Stated problem:
Repeat the material below exactly, with no pictures.

Entries from an annotation dataset:
— start —

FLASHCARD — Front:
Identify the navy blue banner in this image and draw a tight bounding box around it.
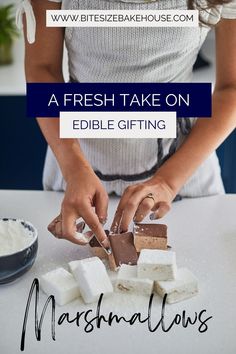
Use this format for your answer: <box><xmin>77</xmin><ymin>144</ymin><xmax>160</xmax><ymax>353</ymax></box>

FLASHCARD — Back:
<box><xmin>27</xmin><ymin>83</ymin><xmax>212</xmax><ymax>117</ymax></box>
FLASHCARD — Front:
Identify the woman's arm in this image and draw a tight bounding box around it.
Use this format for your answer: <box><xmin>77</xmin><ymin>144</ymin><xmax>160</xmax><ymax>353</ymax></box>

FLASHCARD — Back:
<box><xmin>112</xmin><ymin>20</ymin><xmax>236</xmax><ymax>231</ymax></box>
<box><xmin>24</xmin><ymin>0</ymin><xmax>109</xmax><ymax>248</ymax></box>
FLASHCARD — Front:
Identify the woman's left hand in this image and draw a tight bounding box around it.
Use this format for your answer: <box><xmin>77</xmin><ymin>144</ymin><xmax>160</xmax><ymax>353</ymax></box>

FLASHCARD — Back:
<box><xmin>111</xmin><ymin>176</ymin><xmax>176</xmax><ymax>233</ymax></box>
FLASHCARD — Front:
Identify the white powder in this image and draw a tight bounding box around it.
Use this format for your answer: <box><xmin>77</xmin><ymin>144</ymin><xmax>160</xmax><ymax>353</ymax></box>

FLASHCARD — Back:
<box><xmin>0</xmin><ymin>220</ymin><xmax>33</xmax><ymax>256</ymax></box>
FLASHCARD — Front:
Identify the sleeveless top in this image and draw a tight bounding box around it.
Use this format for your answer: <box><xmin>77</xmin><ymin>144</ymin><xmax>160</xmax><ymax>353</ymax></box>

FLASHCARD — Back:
<box><xmin>17</xmin><ymin>0</ymin><xmax>236</xmax><ymax>197</ymax></box>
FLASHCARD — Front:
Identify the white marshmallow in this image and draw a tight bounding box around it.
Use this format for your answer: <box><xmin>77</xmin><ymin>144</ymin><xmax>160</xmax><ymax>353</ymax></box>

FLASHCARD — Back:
<box><xmin>72</xmin><ymin>257</ymin><xmax>113</xmax><ymax>303</ymax></box>
<box><xmin>116</xmin><ymin>264</ymin><xmax>153</xmax><ymax>295</ymax></box>
<box><xmin>138</xmin><ymin>249</ymin><xmax>177</xmax><ymax>280</ymax></box>
<box><xmin>68</xmin><ymin>260</ymin><xmax>79</xmax><ymax>273</ymax></box>
<box><xmin>154</xmin><ymin>268</ymin><xmax>198</xmax><ymax>304</ymax></box>
<box><xmin>40</xmin><ymin>268</ymin><xmax>80</xmax><ymax>305</ymax></box>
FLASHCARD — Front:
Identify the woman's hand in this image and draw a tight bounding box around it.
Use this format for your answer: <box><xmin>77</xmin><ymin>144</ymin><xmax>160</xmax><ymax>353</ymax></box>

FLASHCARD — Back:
<box><xmin>111</xmin><ymin>176</ymin><xmax>176</xmax><ymax>233</ymax></box>
<box><xmin>48</xmin><ymin>165</ymin><xmax>109</xmax><ymax>252</ymax></box>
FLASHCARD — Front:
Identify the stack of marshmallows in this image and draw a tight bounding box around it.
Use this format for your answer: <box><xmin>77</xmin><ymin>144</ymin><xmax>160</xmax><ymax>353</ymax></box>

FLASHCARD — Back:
<box><xmin>40</xmin><ymin>224</ymin><xmax>198</xmax><ymax>305</ymax></box>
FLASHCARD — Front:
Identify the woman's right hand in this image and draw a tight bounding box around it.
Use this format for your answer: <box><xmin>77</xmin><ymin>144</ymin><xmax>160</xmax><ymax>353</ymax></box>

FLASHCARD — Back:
<box><xmin>48</xmin><ymin>163</ymin><xmax>110</xmax><ymax>253</ymax></box>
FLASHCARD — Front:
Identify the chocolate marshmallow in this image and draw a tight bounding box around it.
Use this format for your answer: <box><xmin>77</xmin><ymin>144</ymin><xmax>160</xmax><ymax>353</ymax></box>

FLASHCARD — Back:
<box><xmin>108</xmin><ymin>232</ymin><xmax>138</xmax><ymax>270</ymax></box>
<box><xmin>89</xmin><ymin>230</ymin><xmax>109</xmax><ymax>259</ymax></box>
<box><xmin>134</xmin><ymin>223</ymin><xmax>167</xmax><ymax>252</ymax></box>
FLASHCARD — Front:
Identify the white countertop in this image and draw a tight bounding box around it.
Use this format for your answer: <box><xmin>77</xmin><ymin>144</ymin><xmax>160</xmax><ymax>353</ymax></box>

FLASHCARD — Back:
<box><xmin>0</xmin><ymin>33</ymin><xmax>215</xmax><ymax>95</ymax></box>
<box><xmin>0</xmin><ymin>191</ymin><xmax>236</xmax><ymax>354</ymax></box>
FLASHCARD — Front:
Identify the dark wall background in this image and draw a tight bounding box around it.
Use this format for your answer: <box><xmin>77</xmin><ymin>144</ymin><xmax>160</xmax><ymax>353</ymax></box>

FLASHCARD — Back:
<box><xmin>0</xmin><ymin>96</ymin><xmax>236</xmax><ymax>193</ymax></box>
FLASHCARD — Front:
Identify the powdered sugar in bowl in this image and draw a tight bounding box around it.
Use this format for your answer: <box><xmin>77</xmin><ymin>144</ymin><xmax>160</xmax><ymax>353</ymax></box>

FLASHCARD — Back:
<box><xmin>0</xmin><ymin>218</ymin><xmax>38</xmax><ymax>284</ymax></box>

— end —

Full response:
FLASHCARD — Front:
Identify the navy blue banner in this image and draw a tight bounding box around it.
Use this format for your answer: <box><xmin>77</xmin><ymin>144</ymin><xmax>160</xmax><ymax>353</ymax></box>

FLASHCARD — Back:
<box><xmin>27</xmin><ymin>83</ymin><xmax>212</xmax><ymax>117</ymax></box>
FLASHCARD — Front:
Identify the woman's arm in this image and draw a tight bounding box around it.
Use this format for your answer: <box><xmin>77</xmin><ymin>144</ymin><xmax>160</xmax><ymax>353</ymax></box>

FLASHCARD — Back:
<box><xmin>112</xmin><ymin>20</ymin><xmax>236</xmax><ymax>231</ymax></box>
<box><xmin>24</xmin><ymin>0</ymin><xmax>109</xmax><ymax>248</ymax></box>
FLASHCARD — Front:
Identify the woman's left hand in this image and draw a tight bounding box around it.
Use this format for your answer: <box><xmin>77</xmin><ymin>144</ymin><xmax>160</xmax><ymax>353</ymax></box>

FLASHCARD — Back:
<box><xmin>111</xmin><ymin>176</ymin><xmax>176</xmax><ymax>233</ymax></box>
FLASHCARD — Front:
Identify the white powder in this image and draw a tight bounding box around it.
Use this format for your answer: <box><xmin>77</xmin><ymin>144</ymin><xmax>160</xmax><ymax>353</ymax></box>

FLASHCARD — Back:
<box><xmin>0</xmin><ymin>220</ymin><xmax>33</xmax><ymax>256</ymax></box>
FLASHCARD — Front:
Identify the sleeveless top in this image and draw a tight bounding box around it.
Use this format for your answer: <box><xmin>77</xmin><ymin>144</ymin><xmax>160</xmax><ymax>353</ymax></box>

FLASHCARD — Back:
<box><xmin>17</xmin><ymin>0</ymin><xmax>236</xmax><ymax>197</ymax></box>
FLASHCARD — Front:
Identify the white marshmallow in this image and draw a tight bounding box around it.
Use this format for your answer: <box><xmin>77</xmin><ymin>144</ymin><xmax>160</xmax><ymax>353</ymax></box>

FLASHCARD — Back:
<box><xmin>72</xmin><ymin>257</ymin><xmax>113</xmax><ymax>303</ymax></box>
<box><xmin>116</xmin><ymin>264</ymin><xmax>153</xmax><ymax>295</ymax></box>
<box><xmin>138</xmin><ymin>249</ymin><xmax>177</xmax><ymax>280</ymax></box>
<box><xmin>68</xmin><ymin>260</ymin><xmax>79</xmax><ymax>273</ymax></box>
<box><xmin>154</xmin><ymin>268</ymin><xmax>198</xmax><ymax>304</ymax></box>
<box><xmin>40</xmin><ymin>268</ymin><xmax>80</xmax><ymax>305</ymax></box>
FLASHCARD — Front:
Identify the woman's hand in this image and draw a tight bounding box around it.
Use this format for your answer: <box><xmin>77</xmin><ymin>144</ymin><xmax>160</xmax><ymax>353</ymax></box>

FLASHCARD — Back:
<box><xmin>111</xmin><ymin>176</ymin><xmax>176</xmax><ymax>233</ymax></box>
<box><xmin>48</xmin><ymin>165</ymin><xmax>109</xmax><ymax>252</ymax></box>
FLASHCARD — Front:
Identify the stack of marshmallows in this image and draw a tight bounding box around it.
Use this format for your answer: <box><xmin>77</xmin><ymin>144</ymin><xmax>160</xmax><ymax>353</ymax></box>

FLASHCARD — Back:
<box><xmin>40</xmin><ymin>224</ymin><xmax>198</xmax><ymax>305</ymax></box>
FLASHCARD — Front:
Identify the woman's right hand in this image and draw a tight bounding box around it.
Use this format for your answer: <box><xmin>77</xmin><ymin>144</ymin><xmax>160</xmax><ymax>353</ymax></box>

FLASHCARD — Back:
<box><xmin>48</xmin><ymin>163</ymin><xmax>110</xmax><ymax>253</ymax></box>
FLASHCARD — Front:
Identify the chocolate marshmallow in this image and draw a tight bounding box around it.
Use this format for your answer: <box><xmin>77</xmin><ymin>144</ymin><xmax>160</xmax><ymax>353</ymax></box>

FLASHCARD — Back:
<box><xmin>108</xmin><ymin>232</ymin><xmax>138</xmax><ymax>270</ymax></box>
<box><xmin>89</xmin><ymin>230</ymin><xmax>109</xmax><ymax>259</ymax></box>
<box><xmin>134</xmin><ymin>223</ymin><xmax>167</xmax><ymax>252</ymax></box>
FLASHCARD — Front:
Identify the white countertop in this image and draw a tight bounding box around it.
Use this format for your answer: <box><xmin>77</xmin><ymin>144</ymin><xmax>160</xmax><ymax>353</ymax></box>

FLASHCARD — Back:
<box><xmin>0</xmin><ymin>33</ymin><xmax>215</xmax><ymax>95</ymax></box>
<box><xmin>0</xmin><ymin>191</ymin><xmax>236</xmax><ymax>354</ymax></box>
FLASHCARD — Front:
Identify the dark wall background in this image and draw a tight bounding box around it.
Use this format for your answer: <box><xmin>77</xmin><ymin>144</ymin><xmax>160</xmax><ymax>353</ymax></box>

FLASHCARD — Back:
<box><xmin>0</xmin><ymin>96</ymin><xmax>236</xmax><ymax>193</ymax></box>
FLASHCARD — Front:
Identify the powdered sugar in bowl in this image and draw a tight bounding box around it.
Use this format for your answer: <box><xmin>77</xmin><ymin>144</ymin><xmax>160</xmax><ymax>353</ymax></box>

FLASHCARD — Back:
<box><xmin>0</xmin><ymin>218</ymin><xmax>38</xmax><ymax>284</ymax></box>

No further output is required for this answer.